*** Document segment ***
The obligation to submit declarations
As of July 2024, all but one of the 69 states parties to the TPNW at the end of 2023 had at the time of writing this report submitted the declaration required by Article 2 of the Treaty to the United Nations (UN) Secretary-General. The only outstanding declaration was that of Grenada, whose deadline to submit was in October 2022.
The UN Secretary-General received four new Article 2 declarations during the course of 2023: from the Democratic Republic of Congo, the Dominican Republic, Malawi, and Timor-Leste. Their declarations confirmed that they have never owned, possessed, or controlled nuclear weapons or other nuclear explosive devices, and that foreign nuclear weapons or other nuclear explosive devices are not located in their territory or in any other place under their jurisdiction or control.
*** End of Document segment ***
*** Extracted data ***
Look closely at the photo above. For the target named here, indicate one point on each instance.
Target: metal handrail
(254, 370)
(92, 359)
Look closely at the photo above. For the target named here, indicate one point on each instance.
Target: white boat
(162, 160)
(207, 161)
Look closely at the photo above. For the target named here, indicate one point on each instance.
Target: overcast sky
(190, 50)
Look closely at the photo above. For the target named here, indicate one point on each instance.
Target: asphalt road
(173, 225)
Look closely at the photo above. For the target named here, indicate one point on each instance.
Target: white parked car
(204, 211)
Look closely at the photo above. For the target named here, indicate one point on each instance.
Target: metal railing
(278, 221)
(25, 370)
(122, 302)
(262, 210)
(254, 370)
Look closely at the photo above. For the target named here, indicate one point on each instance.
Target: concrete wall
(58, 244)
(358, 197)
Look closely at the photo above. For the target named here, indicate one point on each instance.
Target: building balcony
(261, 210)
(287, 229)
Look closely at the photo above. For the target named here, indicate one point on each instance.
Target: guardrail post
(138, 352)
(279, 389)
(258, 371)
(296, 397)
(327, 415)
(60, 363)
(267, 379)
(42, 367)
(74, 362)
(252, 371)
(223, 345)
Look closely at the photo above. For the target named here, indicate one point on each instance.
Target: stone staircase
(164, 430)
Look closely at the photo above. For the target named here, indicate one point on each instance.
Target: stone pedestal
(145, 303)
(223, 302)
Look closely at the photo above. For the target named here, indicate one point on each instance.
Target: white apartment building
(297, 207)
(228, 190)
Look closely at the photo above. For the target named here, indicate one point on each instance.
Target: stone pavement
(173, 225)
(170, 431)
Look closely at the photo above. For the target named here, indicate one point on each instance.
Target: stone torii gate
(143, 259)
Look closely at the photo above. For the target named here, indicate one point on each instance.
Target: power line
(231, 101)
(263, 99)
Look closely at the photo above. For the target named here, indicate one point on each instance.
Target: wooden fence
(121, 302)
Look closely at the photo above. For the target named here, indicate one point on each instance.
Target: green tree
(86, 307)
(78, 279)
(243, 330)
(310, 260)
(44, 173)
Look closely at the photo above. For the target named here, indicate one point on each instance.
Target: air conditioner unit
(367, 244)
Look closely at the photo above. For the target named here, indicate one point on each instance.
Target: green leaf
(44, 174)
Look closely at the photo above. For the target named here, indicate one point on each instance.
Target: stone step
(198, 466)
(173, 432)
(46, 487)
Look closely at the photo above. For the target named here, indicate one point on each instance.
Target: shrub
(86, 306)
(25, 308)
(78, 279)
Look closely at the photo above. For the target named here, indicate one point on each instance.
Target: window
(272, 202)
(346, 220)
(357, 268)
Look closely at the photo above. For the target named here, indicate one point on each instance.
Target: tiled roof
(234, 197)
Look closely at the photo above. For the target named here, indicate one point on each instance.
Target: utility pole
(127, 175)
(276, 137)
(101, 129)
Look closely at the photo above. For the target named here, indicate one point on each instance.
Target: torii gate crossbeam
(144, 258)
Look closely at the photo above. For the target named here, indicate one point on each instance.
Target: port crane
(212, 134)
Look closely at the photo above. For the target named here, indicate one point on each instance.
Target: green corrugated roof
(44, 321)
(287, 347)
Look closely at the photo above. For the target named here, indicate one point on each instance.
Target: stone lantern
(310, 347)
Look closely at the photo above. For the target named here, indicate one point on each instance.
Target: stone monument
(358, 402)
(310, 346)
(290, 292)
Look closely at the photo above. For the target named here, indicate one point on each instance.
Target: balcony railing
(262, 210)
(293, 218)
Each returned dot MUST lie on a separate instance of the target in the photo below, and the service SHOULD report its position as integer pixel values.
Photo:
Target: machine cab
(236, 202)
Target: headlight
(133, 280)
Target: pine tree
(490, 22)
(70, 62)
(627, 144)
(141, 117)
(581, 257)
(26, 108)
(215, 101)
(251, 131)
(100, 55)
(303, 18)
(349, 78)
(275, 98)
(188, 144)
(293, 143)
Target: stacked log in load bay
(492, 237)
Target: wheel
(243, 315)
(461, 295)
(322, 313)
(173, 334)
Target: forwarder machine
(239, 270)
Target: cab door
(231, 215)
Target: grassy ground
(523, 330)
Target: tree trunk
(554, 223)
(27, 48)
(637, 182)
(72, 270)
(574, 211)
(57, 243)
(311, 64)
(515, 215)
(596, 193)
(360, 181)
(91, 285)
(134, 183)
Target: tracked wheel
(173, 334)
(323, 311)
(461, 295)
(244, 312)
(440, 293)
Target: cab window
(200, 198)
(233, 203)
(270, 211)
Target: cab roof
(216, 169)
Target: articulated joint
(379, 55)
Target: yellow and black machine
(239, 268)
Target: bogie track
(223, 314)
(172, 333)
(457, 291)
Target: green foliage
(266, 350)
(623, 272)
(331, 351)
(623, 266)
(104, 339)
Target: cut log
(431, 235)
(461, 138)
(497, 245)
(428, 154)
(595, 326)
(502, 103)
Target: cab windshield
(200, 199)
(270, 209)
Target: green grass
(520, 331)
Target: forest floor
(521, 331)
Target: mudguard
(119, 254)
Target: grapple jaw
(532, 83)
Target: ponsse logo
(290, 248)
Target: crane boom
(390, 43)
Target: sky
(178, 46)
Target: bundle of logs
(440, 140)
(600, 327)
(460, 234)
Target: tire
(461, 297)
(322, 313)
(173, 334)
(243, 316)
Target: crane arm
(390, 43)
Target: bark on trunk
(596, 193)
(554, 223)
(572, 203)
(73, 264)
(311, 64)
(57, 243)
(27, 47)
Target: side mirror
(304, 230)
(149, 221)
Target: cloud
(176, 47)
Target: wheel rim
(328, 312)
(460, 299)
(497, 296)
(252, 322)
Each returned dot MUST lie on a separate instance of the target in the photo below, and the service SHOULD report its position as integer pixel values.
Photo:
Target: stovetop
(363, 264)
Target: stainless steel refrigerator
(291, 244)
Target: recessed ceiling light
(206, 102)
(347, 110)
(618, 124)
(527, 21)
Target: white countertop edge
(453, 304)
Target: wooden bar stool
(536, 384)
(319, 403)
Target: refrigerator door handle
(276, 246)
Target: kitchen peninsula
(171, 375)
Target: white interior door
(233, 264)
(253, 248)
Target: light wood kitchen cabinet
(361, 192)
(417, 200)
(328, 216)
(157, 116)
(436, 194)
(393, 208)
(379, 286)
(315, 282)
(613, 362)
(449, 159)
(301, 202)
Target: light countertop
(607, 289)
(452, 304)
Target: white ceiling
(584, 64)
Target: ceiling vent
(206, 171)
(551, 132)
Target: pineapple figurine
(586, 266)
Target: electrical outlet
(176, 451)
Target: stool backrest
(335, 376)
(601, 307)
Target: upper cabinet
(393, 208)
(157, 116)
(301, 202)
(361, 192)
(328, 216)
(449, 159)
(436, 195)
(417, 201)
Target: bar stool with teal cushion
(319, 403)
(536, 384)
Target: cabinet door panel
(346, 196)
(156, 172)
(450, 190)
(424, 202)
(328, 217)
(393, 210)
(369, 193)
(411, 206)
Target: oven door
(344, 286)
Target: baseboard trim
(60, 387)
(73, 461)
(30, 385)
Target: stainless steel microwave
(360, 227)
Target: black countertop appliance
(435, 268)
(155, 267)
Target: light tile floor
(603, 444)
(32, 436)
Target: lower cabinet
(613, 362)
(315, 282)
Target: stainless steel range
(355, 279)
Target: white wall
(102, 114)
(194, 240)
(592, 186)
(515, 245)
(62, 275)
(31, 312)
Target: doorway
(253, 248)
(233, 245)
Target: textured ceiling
*** End of Extracted data ***
Task instructions:
**A)** In the text on treaty declarations, rewrite the paragraph beginning "The UN Secretary-General received four new" as a shorter list that keeps its main facts.
**B)** Please quote the text on treaty declarations, beginning at the words "The obligation to" and stopping after "jurisdiction or control.".
The lines are separate material and are not part of the text on treaty declarations.

Answer set:
**A)**
In 2023 the UN Secretary-General received four new Article 2 declarations, from:
- the Democratic Republic of Congo
- the Dominican Republic
- Malawi
- Timor-Leste

Each confirmed that it has never owned, possessed, or controlled nuclear weapons or other nuclear explosive devices. Each also confirmed that no foreign nuclear weapons or devices are located in its territory or in any place under its jurisdiction or control.

**B)**
The obligation to submit declarations
As of July 2024, all but one of the 69 states parties to the TPNW at the end of 2023 had at the time of writing this report submitted the declaration required by Article 2 of the Treaty to the United Nations (UN) Secretary-General. The only outstanding declaration was that of Grenada, whose deadline to submit was in October 2022.
The UN Secretary-General received four new Article 2 declarations during the course of 2023: from the Democratic Republic of Congo, the Dominican Republic, Malawi, and Timor-Leste. Their declarations confirmed that they have never owned, possessed, or controlled nuclear weapons or other nuclear explosive devices, and that foreign nuclear weapons or other nuclear explosive devices are not located in their territory or in any other place under their jurisdiction or control.